**Input records:**
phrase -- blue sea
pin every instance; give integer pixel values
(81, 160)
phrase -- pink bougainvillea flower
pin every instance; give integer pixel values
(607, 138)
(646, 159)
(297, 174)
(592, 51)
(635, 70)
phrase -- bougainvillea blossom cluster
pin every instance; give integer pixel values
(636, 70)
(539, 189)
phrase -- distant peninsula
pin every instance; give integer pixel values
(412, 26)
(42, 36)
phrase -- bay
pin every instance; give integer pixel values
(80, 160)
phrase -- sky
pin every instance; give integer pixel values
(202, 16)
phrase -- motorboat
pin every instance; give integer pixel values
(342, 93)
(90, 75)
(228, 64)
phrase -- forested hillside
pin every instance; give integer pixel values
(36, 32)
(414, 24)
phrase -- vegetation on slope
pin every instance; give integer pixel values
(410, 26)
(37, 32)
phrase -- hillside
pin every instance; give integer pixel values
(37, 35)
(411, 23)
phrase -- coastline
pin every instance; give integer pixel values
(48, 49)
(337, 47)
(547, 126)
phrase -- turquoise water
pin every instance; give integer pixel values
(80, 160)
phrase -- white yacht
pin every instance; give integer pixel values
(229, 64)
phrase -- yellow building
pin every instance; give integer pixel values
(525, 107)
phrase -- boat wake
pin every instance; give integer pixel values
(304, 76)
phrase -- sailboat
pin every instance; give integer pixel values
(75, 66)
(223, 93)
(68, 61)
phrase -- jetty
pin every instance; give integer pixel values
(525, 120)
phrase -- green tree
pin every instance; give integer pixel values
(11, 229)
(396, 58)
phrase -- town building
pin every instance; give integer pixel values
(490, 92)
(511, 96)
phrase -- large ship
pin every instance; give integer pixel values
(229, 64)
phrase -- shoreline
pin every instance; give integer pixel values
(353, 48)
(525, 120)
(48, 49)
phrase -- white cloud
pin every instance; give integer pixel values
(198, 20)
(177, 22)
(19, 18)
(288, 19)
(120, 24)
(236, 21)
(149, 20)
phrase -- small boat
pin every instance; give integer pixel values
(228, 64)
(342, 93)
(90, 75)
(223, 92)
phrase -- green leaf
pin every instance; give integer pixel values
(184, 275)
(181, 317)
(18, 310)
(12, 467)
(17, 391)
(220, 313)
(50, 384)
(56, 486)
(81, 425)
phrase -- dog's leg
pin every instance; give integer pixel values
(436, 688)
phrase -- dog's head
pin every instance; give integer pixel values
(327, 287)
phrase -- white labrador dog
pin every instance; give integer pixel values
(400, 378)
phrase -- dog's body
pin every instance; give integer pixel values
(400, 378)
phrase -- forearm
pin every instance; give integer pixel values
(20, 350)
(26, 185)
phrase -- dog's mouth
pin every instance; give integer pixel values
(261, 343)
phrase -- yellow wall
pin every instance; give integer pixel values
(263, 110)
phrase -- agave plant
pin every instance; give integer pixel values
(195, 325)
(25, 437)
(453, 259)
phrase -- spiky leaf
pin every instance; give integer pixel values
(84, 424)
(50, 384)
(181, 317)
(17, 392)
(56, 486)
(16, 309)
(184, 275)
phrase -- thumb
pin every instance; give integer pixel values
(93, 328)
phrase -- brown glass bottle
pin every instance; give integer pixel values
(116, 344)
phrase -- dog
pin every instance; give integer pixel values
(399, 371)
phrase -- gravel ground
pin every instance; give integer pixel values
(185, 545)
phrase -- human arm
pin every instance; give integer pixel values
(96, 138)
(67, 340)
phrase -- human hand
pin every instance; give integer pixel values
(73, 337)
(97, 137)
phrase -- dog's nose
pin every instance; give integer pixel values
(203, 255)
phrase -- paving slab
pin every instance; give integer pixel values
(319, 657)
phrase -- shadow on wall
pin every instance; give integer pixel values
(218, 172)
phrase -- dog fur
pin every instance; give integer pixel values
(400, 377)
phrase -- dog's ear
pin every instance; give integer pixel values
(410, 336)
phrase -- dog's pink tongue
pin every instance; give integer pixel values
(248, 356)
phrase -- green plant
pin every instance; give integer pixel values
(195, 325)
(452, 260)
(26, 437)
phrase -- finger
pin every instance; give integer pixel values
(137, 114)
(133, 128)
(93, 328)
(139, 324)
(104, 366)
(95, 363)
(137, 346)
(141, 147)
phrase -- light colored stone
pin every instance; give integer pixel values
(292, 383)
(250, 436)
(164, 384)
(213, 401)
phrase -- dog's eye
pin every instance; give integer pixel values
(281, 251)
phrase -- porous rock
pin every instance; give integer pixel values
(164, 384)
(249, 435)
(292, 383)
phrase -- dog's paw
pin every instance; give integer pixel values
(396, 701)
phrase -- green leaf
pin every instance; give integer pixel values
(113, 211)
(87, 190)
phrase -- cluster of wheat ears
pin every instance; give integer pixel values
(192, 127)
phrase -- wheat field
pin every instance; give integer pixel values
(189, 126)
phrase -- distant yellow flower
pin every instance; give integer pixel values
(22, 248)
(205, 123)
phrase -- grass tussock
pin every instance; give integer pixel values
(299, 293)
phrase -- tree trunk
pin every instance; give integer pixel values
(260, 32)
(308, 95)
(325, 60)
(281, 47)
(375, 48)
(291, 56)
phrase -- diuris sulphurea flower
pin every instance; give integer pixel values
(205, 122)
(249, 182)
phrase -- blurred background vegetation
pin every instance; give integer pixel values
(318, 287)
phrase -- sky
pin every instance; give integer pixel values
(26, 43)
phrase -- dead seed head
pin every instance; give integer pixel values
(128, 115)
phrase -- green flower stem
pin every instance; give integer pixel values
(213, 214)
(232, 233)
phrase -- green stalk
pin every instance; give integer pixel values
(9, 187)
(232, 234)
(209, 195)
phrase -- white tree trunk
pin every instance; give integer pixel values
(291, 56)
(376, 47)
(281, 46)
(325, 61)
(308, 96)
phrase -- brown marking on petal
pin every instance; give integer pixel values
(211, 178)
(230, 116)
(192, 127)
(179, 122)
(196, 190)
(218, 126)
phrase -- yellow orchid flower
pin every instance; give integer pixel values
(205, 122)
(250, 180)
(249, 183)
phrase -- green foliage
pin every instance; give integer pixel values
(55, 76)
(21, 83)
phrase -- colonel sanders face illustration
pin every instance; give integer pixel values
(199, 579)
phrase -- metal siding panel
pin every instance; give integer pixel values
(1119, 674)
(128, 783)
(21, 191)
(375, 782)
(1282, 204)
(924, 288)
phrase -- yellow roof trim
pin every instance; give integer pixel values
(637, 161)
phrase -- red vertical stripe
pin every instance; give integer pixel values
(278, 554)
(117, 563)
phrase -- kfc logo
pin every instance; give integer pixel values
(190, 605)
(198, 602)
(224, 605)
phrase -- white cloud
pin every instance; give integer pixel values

**Prompt:** Copy whichever lines above contain the string "bougainvillea".

**Solution:**
phrase -- pink bougainvillea flower
phrase -- bougainvillea blossom cluster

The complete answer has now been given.